Try it:
From the line containing "Place a point on every instance of the withered" down to the final entry below, restate each line word for word.

[Records contained in a dataset]
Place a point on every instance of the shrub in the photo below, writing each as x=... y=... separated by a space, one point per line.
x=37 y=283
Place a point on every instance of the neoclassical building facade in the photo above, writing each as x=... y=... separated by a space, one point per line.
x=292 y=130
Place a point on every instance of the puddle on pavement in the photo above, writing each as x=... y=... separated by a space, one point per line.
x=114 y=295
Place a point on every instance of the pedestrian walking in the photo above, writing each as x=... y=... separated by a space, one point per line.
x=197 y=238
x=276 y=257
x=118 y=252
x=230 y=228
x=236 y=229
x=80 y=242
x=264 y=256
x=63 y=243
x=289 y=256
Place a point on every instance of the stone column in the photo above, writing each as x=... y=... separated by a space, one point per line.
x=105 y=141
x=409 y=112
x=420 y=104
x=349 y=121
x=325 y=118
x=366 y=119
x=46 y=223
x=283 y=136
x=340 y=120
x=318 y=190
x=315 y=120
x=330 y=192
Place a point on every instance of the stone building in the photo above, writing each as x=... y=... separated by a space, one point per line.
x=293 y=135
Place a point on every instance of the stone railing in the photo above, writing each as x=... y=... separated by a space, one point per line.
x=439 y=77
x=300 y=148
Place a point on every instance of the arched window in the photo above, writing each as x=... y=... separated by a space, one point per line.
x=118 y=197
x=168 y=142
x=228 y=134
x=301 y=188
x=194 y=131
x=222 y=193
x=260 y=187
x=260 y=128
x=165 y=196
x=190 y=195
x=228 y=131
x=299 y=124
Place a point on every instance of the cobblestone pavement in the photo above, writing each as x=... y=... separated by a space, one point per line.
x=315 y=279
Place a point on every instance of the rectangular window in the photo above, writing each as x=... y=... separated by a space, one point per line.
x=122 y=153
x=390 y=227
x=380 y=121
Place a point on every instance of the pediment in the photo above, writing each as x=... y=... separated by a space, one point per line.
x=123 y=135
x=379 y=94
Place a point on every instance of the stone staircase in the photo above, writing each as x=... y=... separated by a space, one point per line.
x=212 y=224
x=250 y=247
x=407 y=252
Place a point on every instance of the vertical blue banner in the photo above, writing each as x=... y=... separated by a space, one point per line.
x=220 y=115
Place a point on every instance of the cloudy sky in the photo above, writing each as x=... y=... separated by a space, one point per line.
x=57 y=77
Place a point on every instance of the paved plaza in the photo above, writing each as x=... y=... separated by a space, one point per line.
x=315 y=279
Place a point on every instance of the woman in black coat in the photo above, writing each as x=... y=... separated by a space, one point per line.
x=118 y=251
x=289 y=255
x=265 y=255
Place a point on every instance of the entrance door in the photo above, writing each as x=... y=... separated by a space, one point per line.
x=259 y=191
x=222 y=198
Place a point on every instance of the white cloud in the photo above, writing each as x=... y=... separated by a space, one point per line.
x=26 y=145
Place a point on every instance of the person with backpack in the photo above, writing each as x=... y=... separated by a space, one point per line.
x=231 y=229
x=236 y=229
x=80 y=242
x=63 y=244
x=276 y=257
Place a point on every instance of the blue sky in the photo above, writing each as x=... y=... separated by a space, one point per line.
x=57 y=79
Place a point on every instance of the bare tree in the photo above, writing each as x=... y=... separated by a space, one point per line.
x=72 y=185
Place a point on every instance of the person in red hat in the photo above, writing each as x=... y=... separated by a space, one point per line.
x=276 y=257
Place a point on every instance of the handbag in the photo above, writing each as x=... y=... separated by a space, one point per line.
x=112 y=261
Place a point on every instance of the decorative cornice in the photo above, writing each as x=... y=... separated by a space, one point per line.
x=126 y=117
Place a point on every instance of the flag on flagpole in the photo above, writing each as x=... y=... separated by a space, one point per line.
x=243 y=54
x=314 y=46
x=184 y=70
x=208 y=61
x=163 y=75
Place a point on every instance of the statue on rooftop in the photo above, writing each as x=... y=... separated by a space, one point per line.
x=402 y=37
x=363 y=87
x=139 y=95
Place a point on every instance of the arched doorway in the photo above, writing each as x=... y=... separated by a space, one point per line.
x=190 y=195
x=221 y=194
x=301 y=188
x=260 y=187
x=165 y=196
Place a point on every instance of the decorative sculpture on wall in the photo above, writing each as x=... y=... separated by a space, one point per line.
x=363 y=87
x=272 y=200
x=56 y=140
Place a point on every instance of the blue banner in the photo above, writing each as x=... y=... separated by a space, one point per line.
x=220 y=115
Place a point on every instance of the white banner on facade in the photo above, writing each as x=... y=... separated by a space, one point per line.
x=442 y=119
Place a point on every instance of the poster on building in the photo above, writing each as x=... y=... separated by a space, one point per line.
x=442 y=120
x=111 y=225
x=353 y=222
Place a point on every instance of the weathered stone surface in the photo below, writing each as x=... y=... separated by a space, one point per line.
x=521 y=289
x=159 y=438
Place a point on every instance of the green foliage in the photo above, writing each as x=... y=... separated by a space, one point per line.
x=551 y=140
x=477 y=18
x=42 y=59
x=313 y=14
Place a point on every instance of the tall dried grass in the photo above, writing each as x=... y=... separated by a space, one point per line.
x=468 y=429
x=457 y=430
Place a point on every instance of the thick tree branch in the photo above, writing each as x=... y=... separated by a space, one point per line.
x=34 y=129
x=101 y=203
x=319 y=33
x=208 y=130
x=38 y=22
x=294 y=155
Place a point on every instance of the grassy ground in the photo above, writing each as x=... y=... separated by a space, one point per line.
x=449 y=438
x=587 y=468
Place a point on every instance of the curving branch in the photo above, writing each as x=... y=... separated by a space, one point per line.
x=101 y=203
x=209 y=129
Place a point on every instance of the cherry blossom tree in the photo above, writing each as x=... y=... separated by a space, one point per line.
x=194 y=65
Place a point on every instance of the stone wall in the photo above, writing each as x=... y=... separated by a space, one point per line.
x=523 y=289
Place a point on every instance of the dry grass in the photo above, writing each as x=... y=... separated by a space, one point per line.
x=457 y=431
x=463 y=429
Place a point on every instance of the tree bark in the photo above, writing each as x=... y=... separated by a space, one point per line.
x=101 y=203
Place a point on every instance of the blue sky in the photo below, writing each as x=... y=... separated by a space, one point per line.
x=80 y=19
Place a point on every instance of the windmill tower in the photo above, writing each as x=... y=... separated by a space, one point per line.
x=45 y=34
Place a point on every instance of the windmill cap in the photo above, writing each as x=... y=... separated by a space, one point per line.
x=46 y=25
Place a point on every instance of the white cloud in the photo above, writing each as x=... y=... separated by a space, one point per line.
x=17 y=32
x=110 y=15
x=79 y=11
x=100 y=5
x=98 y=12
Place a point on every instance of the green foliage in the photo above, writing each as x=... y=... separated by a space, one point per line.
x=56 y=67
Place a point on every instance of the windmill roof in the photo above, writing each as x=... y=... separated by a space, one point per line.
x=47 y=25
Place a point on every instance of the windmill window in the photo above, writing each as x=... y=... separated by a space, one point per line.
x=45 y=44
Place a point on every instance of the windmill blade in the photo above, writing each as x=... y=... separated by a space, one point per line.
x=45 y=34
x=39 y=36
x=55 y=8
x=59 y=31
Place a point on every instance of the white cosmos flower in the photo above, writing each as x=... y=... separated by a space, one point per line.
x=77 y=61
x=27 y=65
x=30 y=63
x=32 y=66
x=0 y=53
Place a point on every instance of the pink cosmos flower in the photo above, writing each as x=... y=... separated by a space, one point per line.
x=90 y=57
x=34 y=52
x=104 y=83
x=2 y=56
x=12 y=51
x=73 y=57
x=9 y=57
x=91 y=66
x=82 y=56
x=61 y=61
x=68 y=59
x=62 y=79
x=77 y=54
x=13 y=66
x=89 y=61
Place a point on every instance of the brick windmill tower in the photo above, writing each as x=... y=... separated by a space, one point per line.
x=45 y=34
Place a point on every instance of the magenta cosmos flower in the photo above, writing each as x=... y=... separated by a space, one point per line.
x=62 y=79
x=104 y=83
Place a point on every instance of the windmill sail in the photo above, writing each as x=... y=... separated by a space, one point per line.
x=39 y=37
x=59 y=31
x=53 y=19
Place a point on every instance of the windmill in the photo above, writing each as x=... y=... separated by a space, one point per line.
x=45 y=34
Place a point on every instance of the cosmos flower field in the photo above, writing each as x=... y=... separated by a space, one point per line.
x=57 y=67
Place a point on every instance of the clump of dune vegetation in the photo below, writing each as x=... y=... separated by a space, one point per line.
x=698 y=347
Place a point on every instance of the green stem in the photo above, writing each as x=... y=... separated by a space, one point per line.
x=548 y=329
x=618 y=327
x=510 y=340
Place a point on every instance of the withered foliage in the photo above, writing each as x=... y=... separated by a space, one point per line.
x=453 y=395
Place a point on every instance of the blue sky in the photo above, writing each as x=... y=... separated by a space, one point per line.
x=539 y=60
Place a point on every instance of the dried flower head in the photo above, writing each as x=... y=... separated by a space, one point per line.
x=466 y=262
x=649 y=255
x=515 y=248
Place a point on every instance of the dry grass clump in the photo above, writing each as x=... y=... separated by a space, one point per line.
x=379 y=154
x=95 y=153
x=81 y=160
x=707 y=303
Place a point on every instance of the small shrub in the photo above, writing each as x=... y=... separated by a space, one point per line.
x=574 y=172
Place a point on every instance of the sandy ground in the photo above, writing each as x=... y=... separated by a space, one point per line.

Exercise response:
Place a point on every instance of the withered foliage in the photo above, writing each as x=... y=... separated by a space, one point per line.
x=453 y=395
Place a point on every instance of the blue sky in the photo above, writing each as x=... y=... separated by a space, one point per line.
x=539 y=60
Place a point on every instance of the dried flower head in the photo above, writing each as x=... y=... separated by a space, one point per line.
x=466 y=262
x=649 y=255
x=515 y=248
Place a point on every instance of the dry grass clump in the photo above, writing each as x=... y=... separated by a space, one point per line.
x=379 y=154
x=95 y=153
x=81 y=160
x=707 y=303
Place a point on every instance of the small shrub in the photo above, writing each as x=... y=... separated by a space, one point per line.
x=574 y=172
Place a point on every instance of the sandy ground in the photo above, writing each as x=... y=... separated by a space, one point per line.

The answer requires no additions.